Work instructions:
a. Copy the passage from the account of the bare-armed woman, starting with "If there had" and going on through "into smiles immediately.".
b. In the account of the bare-armed woman, who was present by the time the woman began answering the party?
c. Continue the account of the bare-armed woman from its final sentence.

A Slim, Fair-Haired Woman, With Her Arms Bare And Her Feet And Legs In
The Same Classic Condition Under Her Short Dilapidated Skirts, Began To
Make Some Eloquent Remarks.
If there had been a thousand or two like her
I do think the seventy police would have had hard work to protect the
bailiff.
One of our company, a gentleman, remarked to her that she had a
fine arm of her own. "Troth, sir," said she, "If I was as well fed as
yourself it's finer it would be." We agreed with this gentleman that if
this woman was fed and clothed like other people she would certainly be
a fine-looking person. She drew near to enquire if we were in any way
connected with the police. Her enquiries were especially directed to
myself. She was told that I was an American lady, and a few faces that
scowled were smoothed into smiles immediately.
There were by this time four women and half a dozen boys present. No one
spoke above their breath but our woman of bare arms. In answer to
something addressed to her by our party, she said, "Sure they could not
take a better time than seed time to droive us out of our senses. Sure
God above has an eye and an ear for it. Look here," she said, throwing
out her handsome bare arm, "look at the bare fields lying waste because
the seed cannot be got to put in the ground; they're cryin' up to God
against it. The cratures here have not enough yellow male to keep the
hunger off. If they had waited till harvest there would be a color of
justice to it." This woman had all the talking to herself, no one else
had anything to say. She herself was not among those against whom the
processes were served.

Given information:
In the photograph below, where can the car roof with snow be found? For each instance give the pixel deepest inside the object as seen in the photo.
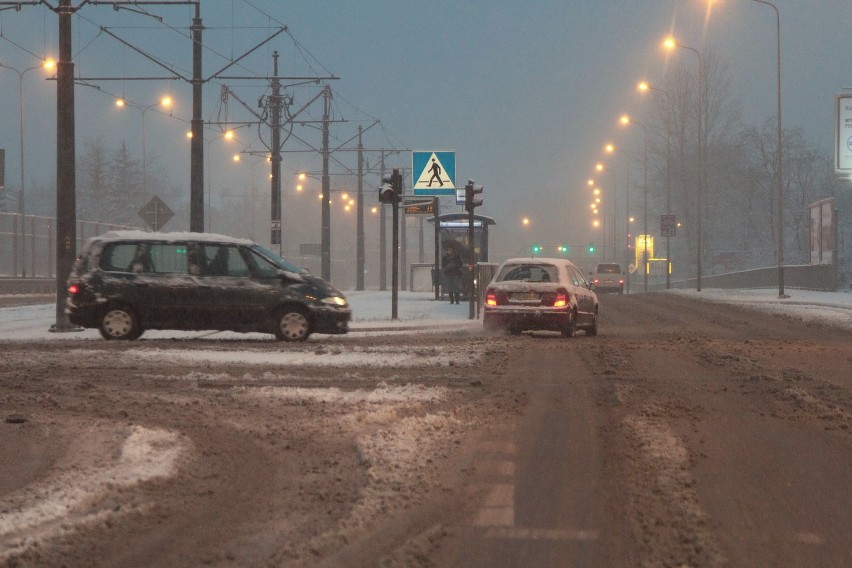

Task-by-task outputs:
a.
If there had been a thousand or two like her
I do think the seventy police would have had hard work to protect the
bailiff.
One of our company, a gentleman, remarked to her that she had a
fine arm of her own. "Troth, sir," said she, "If I was as well fed as
yourself it's finer it would be." We agreed with this gentleman that if
this woman was fed and clothed like other people she would certainly be
a fine-looking person. She drew near to enquire if we were in any way
connected with the police. Her enquiries were especially directed to
myself. She was told that I was an American lady, and a few faces that
scowled were smoothed into smiles immediately.

b. Four women and half a dozen boys.

c.
We saw the process server leave the ranks of the police and walk down to
a wretched little cabin and return in a few moments. The order to march
was given, and the police tramped along to the next house, a bit off the
road. Two or three little children were in the field, apparently herding
cattle. The least one said to his brother in an accent of terror,
"Jimsey, Jimsey, the war is come at last."
Along the road, tramp, tramp, off the road through the bogs, every house
called at seeming worse than the last. A rumor had been running along
before us - ever before us - of an Amazonian army with pitchforks, tongs
and the hooks used for drawing the sea weed ashore, armed and ready,
some three hundred strong, waiting for the police. We never came up to
this army or caught a sight of their rags. Crossing a field we were told
of a merciful lady, a Mrs. Major Jones, who gave them seed potatoes and
trusted them with meal when they had nothing to eat. As the police
halted before some houses we heard the muttered exclamations of the few
women near, "Eagh!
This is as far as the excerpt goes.